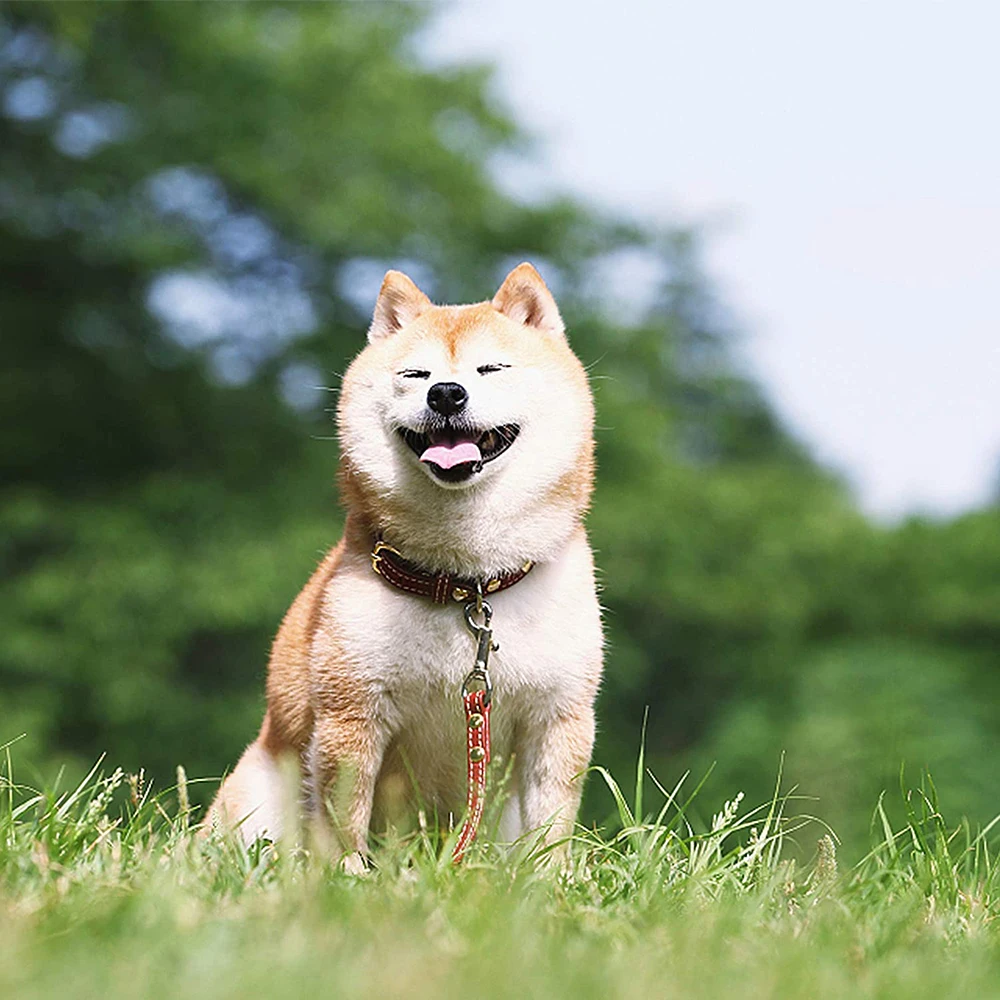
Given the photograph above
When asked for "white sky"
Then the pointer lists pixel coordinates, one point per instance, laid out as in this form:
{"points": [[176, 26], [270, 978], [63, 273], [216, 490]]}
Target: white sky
{"points": [[846, 158]]}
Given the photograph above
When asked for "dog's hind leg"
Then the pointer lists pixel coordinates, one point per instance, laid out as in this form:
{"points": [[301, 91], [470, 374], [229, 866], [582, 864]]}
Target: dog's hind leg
{"points": [[254, 799]]}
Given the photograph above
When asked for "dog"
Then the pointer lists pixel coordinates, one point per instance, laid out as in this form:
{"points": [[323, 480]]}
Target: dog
{"points": [[467, 462]]}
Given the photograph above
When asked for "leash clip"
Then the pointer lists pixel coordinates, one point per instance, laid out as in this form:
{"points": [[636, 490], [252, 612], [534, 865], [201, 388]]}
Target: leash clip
{"points": [[478, 679]]}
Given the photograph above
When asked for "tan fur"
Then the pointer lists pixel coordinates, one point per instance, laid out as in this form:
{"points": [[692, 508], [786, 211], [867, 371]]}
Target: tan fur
{"points": [[363, 680]]}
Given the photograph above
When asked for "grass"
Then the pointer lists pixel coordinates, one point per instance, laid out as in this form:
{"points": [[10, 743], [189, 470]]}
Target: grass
{"points": [[105, 891]]}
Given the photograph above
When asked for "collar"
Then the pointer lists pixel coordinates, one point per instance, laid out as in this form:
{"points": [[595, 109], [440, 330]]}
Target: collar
{"points": [[439, 587]]}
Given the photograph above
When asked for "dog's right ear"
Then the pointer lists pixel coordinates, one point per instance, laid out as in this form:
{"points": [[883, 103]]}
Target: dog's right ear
{"points": [[399, 303]]}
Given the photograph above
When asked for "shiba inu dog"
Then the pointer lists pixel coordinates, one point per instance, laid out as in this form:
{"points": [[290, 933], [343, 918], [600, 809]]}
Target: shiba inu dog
{"points": [[467, 459]]}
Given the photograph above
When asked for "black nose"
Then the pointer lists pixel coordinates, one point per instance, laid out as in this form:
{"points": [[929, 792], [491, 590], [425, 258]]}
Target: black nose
{"points": [[447, 398]]}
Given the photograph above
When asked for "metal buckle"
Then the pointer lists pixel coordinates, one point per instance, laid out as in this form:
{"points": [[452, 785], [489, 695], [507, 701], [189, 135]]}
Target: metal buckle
{"points": [[377, 556]]}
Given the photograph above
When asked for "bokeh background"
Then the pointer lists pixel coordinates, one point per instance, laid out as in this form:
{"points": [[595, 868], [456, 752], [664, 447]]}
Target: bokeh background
{"points": [[197, 203]]}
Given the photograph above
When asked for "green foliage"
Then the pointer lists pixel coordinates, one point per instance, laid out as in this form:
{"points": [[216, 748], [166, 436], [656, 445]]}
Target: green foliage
{"points": [[166, 469]]}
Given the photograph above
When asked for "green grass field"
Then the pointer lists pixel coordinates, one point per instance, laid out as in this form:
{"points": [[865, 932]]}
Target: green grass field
{"points": [[105, 891]]}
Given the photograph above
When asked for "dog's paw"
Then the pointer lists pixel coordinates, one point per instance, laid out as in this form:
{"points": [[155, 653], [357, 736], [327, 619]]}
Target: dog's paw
{"points": [[354, 864]]}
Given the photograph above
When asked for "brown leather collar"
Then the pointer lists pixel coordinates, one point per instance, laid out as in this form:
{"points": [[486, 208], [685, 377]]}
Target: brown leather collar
{"points": [[439, 587]]}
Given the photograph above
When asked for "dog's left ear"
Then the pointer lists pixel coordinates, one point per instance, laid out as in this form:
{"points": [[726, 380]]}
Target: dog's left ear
{"points": [[399, 303], [525, 298]]}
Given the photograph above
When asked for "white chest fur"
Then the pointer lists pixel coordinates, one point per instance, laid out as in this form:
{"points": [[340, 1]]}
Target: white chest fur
{"points": [[412, 657]]}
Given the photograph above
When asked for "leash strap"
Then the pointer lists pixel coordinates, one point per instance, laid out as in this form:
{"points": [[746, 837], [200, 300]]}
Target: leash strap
{"points": [[477, 697], [477, 728]]}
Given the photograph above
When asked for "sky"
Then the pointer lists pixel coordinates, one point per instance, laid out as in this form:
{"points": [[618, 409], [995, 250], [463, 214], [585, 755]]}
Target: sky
{"points": [[843, 162]]}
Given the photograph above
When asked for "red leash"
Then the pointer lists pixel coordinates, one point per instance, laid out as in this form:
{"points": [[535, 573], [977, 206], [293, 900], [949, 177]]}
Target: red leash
{"points": [[477, 696]]}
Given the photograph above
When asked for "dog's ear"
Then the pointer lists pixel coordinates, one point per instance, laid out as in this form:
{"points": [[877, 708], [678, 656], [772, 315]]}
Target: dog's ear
{"points": [[399, 303], [525, 298]]}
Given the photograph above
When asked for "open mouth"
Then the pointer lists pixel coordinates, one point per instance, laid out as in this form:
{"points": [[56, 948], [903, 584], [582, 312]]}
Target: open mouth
{"points": [[454, 454]]}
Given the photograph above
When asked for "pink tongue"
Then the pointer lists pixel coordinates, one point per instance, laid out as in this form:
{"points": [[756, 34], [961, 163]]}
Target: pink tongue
{"points": [[445, 456]]}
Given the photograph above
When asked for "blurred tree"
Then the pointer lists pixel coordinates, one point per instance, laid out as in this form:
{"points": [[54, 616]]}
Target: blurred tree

_About this exercise_: Output the complete listing exactly as it appears, except for the images.

_Output_:
Given the photograph above
When asked for "white sky"
Then the pointer lists pixel coordinates, one point per instance, laid out as in this form:
{"points": [[176, 26], [270, 978], [63, 273], [216, 490]]}
Target: white sky
{"points": [[846, 158]]}
Given the photograph above
When asked for "dog's hind leg"
Then the pointer lists pixel coordinates, one point per instance, laid out as in this form:
{"points": [[301, 91], [470, 374], [229, 866], [582, 864]]}
Target: dog's hind leg
{"points": [[254, 799]]}
Given the photograph above
When asked for "dog"
Then the pointer lists pixel coordinates, one point per instance, laid out as in this form:
{"points": [[323, 480]]}
Target: dog
{"points": [[467, 462]]}
Given the photograph above
When asked for "leash clip"
Then the pointer lists pixel coordinates, one point per instance, laid out as in this form:
{"points": [[636, 490], [252, 612], [534, 865], [201, 388]]}
Target: leash clip
{"points": [[478, 679]]}
Given the photograph above
When asked for "tan fur"
Then the pointer lists pixel coordinates, one point per instance, laid out as in this form:
{"points": [[692, 508], [786, 211], [867, 371]]}
Target: tan fur
{"points": [[363, 680]]}
Given the photograph above
When asked for "grass"
Then the pointer lists pixel coordinates, one point per instance, laid out as in this form:
{"points": [[10, 743], [189, 470]]}
Target: grass
{"points": [[105, 891]]}
Given the photograph above
When asked for "collar"
Then the pointer lists pixel coordinates, one point per instance, laid out as in this form:
{"points": [[595, 109], [440, 330]]}
Target: collar
{"points": [[439, 587]]}
Given the photograph above
When asked for "dog's right ear"
Then the pointer lists pixel coordinates, one point per instance, laid out as in this form:
{"points": [[883, 103]]}
Target: dog's right ear
{"points": [[399, 303]]}
Given the photograph above
When asked for "shiba inu dog"
Then the pointer lists pixel coordinates, one point per instance, laid out as in this form:
{"points": [[290, 933], [343, 918], [600, 809]]}
Target: shiba inu dog
{"points": [[467, 459]]}
Given the photograph above
When asked for "black nose"
Then the pointer lists pixel coordinates, one point per instance, laid out as in this form:
{"points": [[929, 792], [491, 590], [425, 258]]}
Target: black nose
{"points": [[447, 398]]}
Given the photograph above
When asked for "metal buckle"
Then the pointer lists pixel coordinates, one point per instance, laid out as in this form:
{"points": [[452, 785], [489, 695], [507, 701], [189, 135]]}
Target: metal buckle
{"points": [[377, 556]]}
Given the photograph above
When asked for "bokeh background"
Then the pointer lists pixel coordinates, one point per instance, laid out as in this form:
{"points": [[595, 868], [456, 752], [664, 447]]}
Target: bokeh background
{"points": [[197, 203]]}
Given the photograph above
When asked for "green foliage"
Then the pointer lists pixel coordinates, one point per instance, laid out as in this form:
{"points": [[216, 748], [166, 436], [656, 445]]}
Target: green foliage
{"points": [[166, 469]]}
Given the photograph above
When asked for "green grass field"
Then the pointer lists pixel coordinates, one point per instance, laid out as in this form:
{"points": [[865, 932]]}
Target: green grass field
{"points": [[105, 891]]}
Given the photograph above
When asked for "dog's paw"
Then the pointer lists pixel coordinates, one point per instance, laid out as in this form:
{"points": [[155, 653], [357, 736], [327, 619]]}
Target: dog's paw
{"points": [[354, 864]]}
Given the photograph above
When asked for "brown leather collar"
Then the pointer lists pixel coordinates, one point per instance, laid out as in this form:
{"points": [[486, 208], [685, 377]]}
Target: brown leather collar
{"points": [[439, 587]]}
Given the photograph above
When asked for "dog's left ear"
Then the pointer lists pixel coordinates, one point per instance, laid out as in this form:
{"points": [[726, 380]]}
Target: dog's left ear
{"points": [[399, 303], [525, 298]]}
Given the photograph above
When asked for "white chest fur"
Then the pointer lists pixel coordinates, one point per instance, laid out as in this form:
{"points": [[340, 1]]}
Target: white chest fur
{"points": [[412, 657]]}
Given the photograph above
When asked for "leash strap"
Then the pointer lists pixel coordinates, one point per instance, laid out as in this form:
{"points": [[746, 837], [200, 300]]}
Target: leash strap
{"points": [[477, 697], [477, 728]]}
Given the photograph above
When asked for "sky"
Then the pointer lists pixel coordinates, one point per instance, laid out as in this form:
{"points": [[618, 409], [995, 250], [463, 214], [585, 755]]}
Target: sky
{"points": [[843, 162]]}
Given the photograph above
When asked for "red leash"
Then the pointer lists pixel coordinates, one point per instance, laid out as in this form:
{"points": [[535, 573], [977, 206], [293, 900], [949, 177]]}
Target: red leash
{"points": [[477, 696]]}
Given the photograph above
When asked for "dog's ear"
Then the pointer lists pixel coordinates, one point per instance, laid out as in this form:
{"points": [[877, 708], [678, 656], [772, 315]]}
Target: dog's ear
{"points": [[399, 303], [525, 298]]}
Given the photograph above
When asked for "open mouth"
Then the pointer lists pixel coordinates, one point per instance, laid out as in this form:
{"points": [[56, 948], [903, 584], [582, 312]]}
Target: open mouth
{"points": [[454, 454]]}
Given the photograph above
When asked for "pink tongue"
Then the pointer lists pixel coordinates, one point per instance, laid out as in this form:
{"points": [[756, 34], [961, 163]]}
Target: pink tongue
{"points": [[445, 456]]}
Given the photograph above
When asked for "blurred tree"
Then the pointer lists pixel coordinates, one point per instance, laid out as in this form:
{"points": [[54, 616]]}
Target: blurred tree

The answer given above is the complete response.